The implementation of RDM principles professionalises data management practices. The implementation of these principles makes research data more coherent, transparent and accessible to the designated research community. With increased Open Science subscription from funders and institutions, good research data management practices help to simplify data retrieval, analysis and sharing, add value to data, ease publishing, make data reusable.

Good RDM always starts with a plan.

Guidelines for Students

In 2019, a new student MoU (Memorandum of Understanding) was implemented for all postgraduate researchers, requiring them to create a DMP as part of the registration process. Go to the UCT platform (UCT DMP) to start creating your DMP and use your UCT credentials to sign in. Once you have signed in you will be able to immediately start creating your Data Management Plan with some tips. You can get some quick guidance on how to start planning your data.

Why manage your research data?

In the digital age data management is something that most of us do daily. From managing our personal music collections to managing Big Data we all benefit from good data management. It is easy to become overloaded with data - too many open tabs, phones and hard drives running out of space or being unable to find the right file. It is all the more important to manage your data when working on a research project. Managing your data ensures  that you are:

  • compliant with policies
  • efficient with your data handling
  • ethically responsible
  • researching transparently
  • acknowledged for your work 

UCT subscribes to Open Science which promotes the  practices of “making data as open as possible, as closed as necessary”. Research data management contributes to Open Science by encouraging researchers to make their data findable, accessible, interoperable and reusable (FAIR). These fair data principles enable research continuity.

- Action item A -
Extract every line of the entries that contains the string "block".
The entries that come next are unrelated to the research data management text.

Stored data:
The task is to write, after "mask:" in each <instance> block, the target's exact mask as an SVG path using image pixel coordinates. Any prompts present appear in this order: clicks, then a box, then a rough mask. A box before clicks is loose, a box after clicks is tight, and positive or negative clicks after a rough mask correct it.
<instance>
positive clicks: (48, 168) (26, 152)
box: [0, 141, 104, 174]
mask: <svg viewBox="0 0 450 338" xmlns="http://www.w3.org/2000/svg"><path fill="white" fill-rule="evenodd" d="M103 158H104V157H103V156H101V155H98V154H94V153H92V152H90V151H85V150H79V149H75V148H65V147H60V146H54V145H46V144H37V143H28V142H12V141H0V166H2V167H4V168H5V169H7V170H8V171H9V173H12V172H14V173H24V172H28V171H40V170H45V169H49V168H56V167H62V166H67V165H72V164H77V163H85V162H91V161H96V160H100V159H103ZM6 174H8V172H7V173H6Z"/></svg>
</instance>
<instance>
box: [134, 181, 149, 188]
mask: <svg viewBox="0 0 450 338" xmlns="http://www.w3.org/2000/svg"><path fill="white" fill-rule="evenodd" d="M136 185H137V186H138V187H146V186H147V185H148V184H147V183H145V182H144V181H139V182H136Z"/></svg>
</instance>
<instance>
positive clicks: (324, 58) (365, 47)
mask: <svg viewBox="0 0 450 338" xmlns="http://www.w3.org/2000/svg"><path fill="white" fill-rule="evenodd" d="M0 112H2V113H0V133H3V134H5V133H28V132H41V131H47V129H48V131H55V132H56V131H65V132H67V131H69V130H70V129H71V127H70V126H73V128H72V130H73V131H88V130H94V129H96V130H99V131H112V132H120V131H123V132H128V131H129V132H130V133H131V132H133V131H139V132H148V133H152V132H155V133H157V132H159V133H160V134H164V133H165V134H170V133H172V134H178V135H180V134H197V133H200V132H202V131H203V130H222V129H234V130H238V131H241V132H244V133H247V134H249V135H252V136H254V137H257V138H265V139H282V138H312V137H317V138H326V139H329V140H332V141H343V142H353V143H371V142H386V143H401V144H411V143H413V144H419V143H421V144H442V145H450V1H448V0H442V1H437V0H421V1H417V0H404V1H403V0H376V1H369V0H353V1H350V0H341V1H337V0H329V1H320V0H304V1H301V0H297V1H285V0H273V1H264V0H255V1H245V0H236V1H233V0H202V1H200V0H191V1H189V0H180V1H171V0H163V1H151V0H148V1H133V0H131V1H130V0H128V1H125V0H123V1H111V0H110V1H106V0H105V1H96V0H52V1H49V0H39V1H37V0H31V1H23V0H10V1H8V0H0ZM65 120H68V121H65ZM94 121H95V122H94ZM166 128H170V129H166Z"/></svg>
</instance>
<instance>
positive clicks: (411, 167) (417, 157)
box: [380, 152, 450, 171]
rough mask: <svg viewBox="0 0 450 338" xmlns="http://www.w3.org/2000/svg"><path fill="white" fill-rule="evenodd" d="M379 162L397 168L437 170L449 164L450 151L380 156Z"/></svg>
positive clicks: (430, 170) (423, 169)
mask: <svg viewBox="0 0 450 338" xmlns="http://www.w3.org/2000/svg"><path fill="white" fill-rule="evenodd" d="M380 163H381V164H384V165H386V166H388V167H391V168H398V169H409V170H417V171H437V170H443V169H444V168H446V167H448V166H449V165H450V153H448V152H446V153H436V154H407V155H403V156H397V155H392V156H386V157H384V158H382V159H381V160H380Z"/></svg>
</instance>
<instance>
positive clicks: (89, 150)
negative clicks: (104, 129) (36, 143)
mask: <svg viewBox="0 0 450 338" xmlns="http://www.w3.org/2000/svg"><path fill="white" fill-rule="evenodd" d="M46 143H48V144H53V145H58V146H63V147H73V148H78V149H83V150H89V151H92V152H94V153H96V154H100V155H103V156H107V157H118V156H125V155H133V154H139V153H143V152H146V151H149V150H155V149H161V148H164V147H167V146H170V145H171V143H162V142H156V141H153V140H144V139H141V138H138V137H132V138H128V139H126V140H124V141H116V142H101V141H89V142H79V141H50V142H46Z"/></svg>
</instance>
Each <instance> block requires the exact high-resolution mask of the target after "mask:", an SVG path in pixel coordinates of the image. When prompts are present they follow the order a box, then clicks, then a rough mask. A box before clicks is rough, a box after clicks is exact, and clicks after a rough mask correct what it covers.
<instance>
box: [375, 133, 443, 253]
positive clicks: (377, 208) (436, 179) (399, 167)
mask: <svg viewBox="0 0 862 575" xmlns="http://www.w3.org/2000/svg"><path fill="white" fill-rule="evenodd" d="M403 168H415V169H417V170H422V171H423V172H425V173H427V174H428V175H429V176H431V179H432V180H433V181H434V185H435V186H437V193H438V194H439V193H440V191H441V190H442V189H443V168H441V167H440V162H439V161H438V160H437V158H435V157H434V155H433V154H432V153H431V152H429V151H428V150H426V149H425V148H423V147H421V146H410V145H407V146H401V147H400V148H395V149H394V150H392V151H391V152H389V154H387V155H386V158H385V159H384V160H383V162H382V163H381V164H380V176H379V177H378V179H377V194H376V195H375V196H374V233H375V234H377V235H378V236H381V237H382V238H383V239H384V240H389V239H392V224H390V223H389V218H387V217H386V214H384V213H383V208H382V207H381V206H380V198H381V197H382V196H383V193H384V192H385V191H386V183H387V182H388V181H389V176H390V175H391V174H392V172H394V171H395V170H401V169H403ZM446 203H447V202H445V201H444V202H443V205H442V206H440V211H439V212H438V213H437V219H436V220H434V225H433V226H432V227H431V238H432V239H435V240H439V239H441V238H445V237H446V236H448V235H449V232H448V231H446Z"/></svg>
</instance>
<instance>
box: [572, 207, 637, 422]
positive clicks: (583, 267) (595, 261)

- Action item B -
Using the research data management text, explain in one to three sentences why it matters to manage your data when working on a research project.

- Answer space A -
The task is to write, after "mask:" in each <instance> block, the target's exact mask as an SVG path using image pixel coordinates. Any prompts present appear in this order: clicks, then a box, then a rough mask. A box before clicks is loose, a box after clicks is tight, and positive or negative clicks after a rough mask correct it.
Each <instance> block requires the exact high-resolution mask of the target after "mask:", an SVG path in pixel coordinates of the image. When prompts are present they follow the order a box, then clicks, then a rough mask. A box before clicks is rough, a box after clicks is exact, and clicks after a rough mask correct what it covers.

- Answer space B -
It is easy to become overloaded with data, and this matters all the more in a research project. Managing your data ensures that you are compliant with policies, efficient with your data handling, ethically responsible, researching transparently, and acknowledged for your work.